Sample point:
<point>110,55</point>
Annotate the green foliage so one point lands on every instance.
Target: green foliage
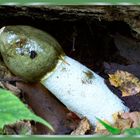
<point>112,130</point>
<point>13,110</point>
<point>129,131</point>
<point>132,131</point>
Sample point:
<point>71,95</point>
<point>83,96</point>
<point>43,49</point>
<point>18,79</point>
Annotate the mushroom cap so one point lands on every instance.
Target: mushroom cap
<point>29,52</point>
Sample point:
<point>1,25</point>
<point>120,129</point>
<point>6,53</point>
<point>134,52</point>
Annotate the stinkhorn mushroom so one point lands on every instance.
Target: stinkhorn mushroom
<point>34,55</point>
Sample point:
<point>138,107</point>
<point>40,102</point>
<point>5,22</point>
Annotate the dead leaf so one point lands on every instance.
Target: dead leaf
<point>113,67</point>
<point>122,123</point>
<point>82,128</point>
<point>126,82</point>
<point>100,129</point>
<point>46,105</point>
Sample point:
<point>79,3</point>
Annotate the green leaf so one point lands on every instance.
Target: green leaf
<point>132,131</point>
<point>13,110</point>
<point>112,130</point>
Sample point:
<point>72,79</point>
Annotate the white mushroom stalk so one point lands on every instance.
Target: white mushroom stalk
<point>80,89</point>
<point>83,91</point>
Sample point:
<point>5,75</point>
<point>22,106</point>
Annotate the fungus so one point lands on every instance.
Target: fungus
<point>34,55</point>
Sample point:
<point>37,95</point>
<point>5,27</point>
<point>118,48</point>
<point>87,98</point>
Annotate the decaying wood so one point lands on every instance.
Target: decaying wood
<point>128,14</point>
<point>44,104</point>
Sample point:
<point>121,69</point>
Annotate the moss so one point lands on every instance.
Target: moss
<point>28,52</point>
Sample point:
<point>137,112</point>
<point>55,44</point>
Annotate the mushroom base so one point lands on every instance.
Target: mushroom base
<point>82,91</point>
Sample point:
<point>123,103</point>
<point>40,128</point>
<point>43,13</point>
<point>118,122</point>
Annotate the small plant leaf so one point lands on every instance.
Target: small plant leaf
<point>132,131</point>
<point>13,110</point>
<point>112,130</point>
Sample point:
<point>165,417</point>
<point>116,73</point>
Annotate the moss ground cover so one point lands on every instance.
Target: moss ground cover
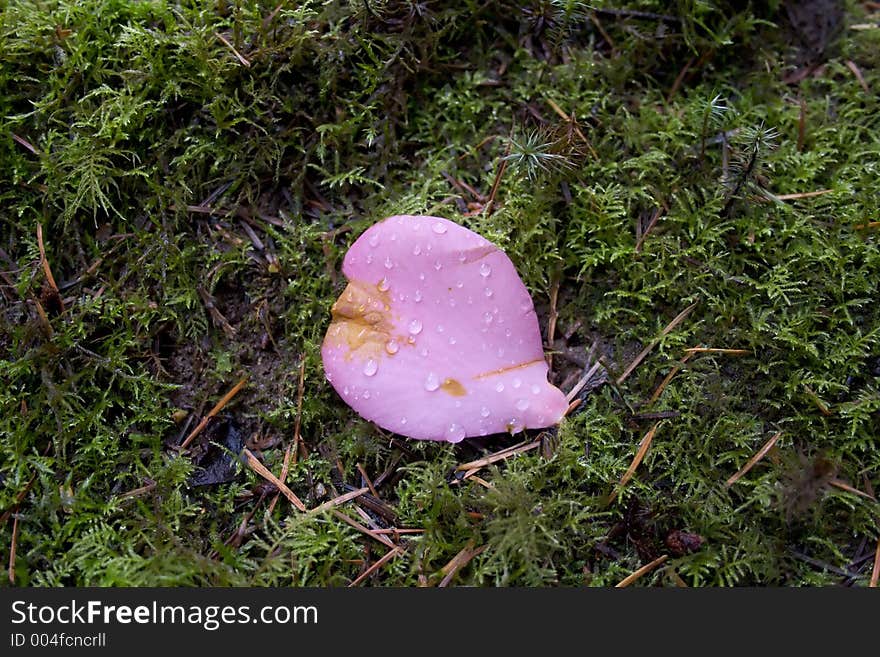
<point>688,189</point>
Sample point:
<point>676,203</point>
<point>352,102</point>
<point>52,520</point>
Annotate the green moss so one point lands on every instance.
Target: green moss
<point>197,194</point>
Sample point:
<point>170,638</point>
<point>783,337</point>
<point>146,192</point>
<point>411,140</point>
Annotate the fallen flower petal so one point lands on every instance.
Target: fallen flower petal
<point>436,336</point>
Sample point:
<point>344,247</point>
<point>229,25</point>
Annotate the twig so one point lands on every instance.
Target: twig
<point>842,485</point>
<point>851,65</point>
<point>237,54</point>
<point>640,454</point>
<point>499,456</point>
<point>24,142</point>
<point>584,380</point>
<point>648,228</point>
<point>752,461</point>
<point>44,263</point>
<point>264,472</point>
<point>369,532</point>
<point>791,197</point>
<point>669,327</point>
<point>665,382</point>
<point>297,421</point>
<point>460,560</point>
<point>12,549</point>
<point>629,579</point>
<point>285,468</point>
<point>551,320</point>
<point>393,552</point>
<point>217,408</point>
<point>875,573</point>
<point>339,500</point>
<point>715,350</point>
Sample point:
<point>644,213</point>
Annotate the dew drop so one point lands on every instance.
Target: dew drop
<point>455,433</point>
<point>432,382</point>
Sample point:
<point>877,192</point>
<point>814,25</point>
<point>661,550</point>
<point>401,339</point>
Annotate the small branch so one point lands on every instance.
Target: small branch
<point>264,472</point>
<point>640,455</point>
<point>238,55</point>
<point>629,579</point>
<point>669,327</point>
<point>752,461</point>
<point>217,408</point>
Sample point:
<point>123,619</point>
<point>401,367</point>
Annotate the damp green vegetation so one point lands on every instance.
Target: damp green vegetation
<point>196,171</point>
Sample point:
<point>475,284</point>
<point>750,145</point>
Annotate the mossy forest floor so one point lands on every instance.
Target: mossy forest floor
<point>688,189</point>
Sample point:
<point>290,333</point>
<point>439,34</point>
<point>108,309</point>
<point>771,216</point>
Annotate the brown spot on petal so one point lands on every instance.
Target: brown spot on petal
<point>504,370</point>
<point>361,320</point>
<point>453,387</point>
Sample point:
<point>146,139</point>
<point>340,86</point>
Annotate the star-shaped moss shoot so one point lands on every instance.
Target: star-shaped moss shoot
<point>436,337</point>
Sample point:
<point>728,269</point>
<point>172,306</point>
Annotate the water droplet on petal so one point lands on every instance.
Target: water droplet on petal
<point>432,382</point>
<point>455,433</point>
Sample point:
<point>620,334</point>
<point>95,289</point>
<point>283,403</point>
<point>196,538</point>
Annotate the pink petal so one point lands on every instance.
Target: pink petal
<point>436,336</point>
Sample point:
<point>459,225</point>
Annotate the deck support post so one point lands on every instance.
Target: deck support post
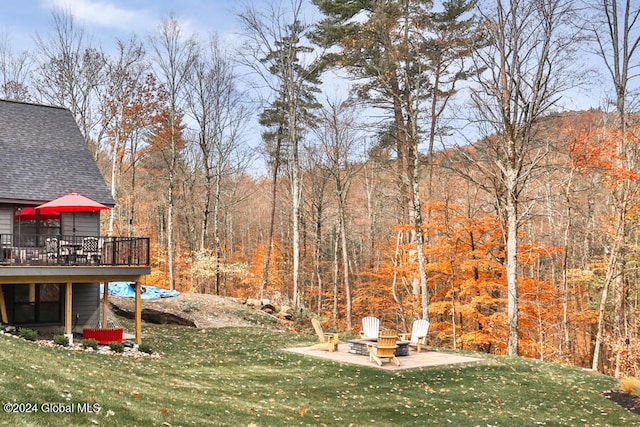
<point>3,307</point>
<point>105,304</point>
<point>68,311</point>
<point>138,313</point>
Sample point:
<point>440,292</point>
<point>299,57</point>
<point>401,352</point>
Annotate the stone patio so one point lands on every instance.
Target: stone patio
<point>412,361</point>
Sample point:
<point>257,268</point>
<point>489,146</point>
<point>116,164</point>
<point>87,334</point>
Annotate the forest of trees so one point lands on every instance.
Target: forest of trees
<point>454,179</point>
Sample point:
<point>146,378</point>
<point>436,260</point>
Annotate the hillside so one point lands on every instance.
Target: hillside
<point>197,310</point>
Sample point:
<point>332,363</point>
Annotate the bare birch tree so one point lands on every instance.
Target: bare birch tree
<point>14,72</point>
<point>275,44</point>
<point>522,73</point>
<point>173,56</point>
<point>616,31</point>
<point>337,132</point>
<point>70,74</point>
<point>217,106</point>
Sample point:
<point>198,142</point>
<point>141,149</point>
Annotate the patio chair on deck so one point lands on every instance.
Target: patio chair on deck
<point>328,341</point>
<point>418,336</point>
<point>385,348</point>
<point>370,327</point>
<point>52,248</point>
<point>89,250</point>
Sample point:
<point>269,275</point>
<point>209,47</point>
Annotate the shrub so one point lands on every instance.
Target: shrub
<point>29,334</point>
<point>61,340</point>
<point>145,348</point>
<point>116,346</point>
<point>90,343</point>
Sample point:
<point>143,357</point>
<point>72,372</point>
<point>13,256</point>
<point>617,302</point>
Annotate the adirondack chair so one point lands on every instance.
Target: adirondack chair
<point>327,341</point>
<point>418,336</point>
<point>385,348</point>
<point>370,327</point>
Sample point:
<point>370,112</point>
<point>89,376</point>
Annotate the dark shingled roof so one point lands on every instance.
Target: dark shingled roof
<point>43,156</point>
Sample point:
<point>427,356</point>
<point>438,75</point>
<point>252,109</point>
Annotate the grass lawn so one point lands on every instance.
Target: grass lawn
<point>238,376</point>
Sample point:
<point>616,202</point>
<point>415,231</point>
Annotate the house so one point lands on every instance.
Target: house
<point>53,262</point>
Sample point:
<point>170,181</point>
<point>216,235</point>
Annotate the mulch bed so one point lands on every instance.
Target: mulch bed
<point>626,400</point>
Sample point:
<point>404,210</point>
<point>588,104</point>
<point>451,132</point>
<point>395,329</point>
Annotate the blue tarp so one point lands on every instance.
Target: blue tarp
<point>126,289</point>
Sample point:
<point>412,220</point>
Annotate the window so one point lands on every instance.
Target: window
<point>37,303</point>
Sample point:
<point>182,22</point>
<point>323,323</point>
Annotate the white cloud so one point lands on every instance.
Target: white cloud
<point>105,14</point>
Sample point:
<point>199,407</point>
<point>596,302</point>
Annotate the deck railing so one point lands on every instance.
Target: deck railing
<point>16,249</point>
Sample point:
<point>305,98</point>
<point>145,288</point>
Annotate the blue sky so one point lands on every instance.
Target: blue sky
<point>104,20</point>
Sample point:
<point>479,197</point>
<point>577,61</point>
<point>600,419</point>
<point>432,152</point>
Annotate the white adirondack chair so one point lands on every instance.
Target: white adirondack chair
<point>418,336</point>
<point>370,327</point>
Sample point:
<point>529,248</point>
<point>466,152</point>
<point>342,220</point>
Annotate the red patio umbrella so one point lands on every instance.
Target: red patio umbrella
<point>29,213</point>
<point>73,202</point>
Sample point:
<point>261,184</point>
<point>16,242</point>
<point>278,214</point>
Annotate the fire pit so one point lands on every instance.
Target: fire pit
<point>359,346</point>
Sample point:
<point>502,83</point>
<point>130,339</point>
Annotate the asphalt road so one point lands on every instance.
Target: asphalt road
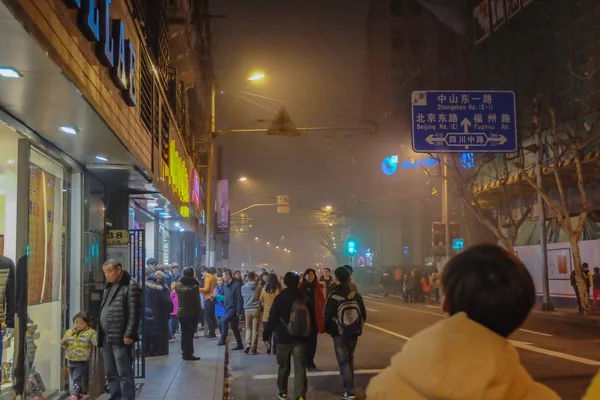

++++++

Task details » In the data above, find the line containing "Target: white cloud", then output it and every later line exactly, without the pictures.

Result for this task »
Target: white cloud
<point>105,14</point>
Sample point:
<point>199,407</point>
<point>596,302</point>
Annotate the deck railing so one point lands on every instance.
Target: deck railing
<point>16,249</point>
Sample point:
<point>305,98</point>
<point>145,288</point>
Annotate the blue sky so one point lands on every instance.
Target: blue sky
<point>104,20</point>
Sample point:
<point>479,197</point>
<point>577,61</point>
<point>600,419</point>
<point>432,152</point>
Annotate the white adirondack chair so one point lands on every instance.
Target: white adirondack chair
<point>418,336</point>
<point>370,327</point>
Sample point:
<point>529,248</point>
<point>466,152</point>
<point>342,220</point>
Annotate the red patio umbrella so one point lands on every instance.
Target: red patio umbrella
<point>29,213</point>
<point>73,202</point>
Sample point:
<point>261,184</point>
<point>16,242</point>
<point>278,214</point>
Annotate the fire pit so one point lands on every instance.
Target: fire pit
<point>359,346</point>
Sample point:
<point>502,83</point>
<point>130,339</point>
Annotate the asphalt road so one point lands on every instance.
Target: asphalt road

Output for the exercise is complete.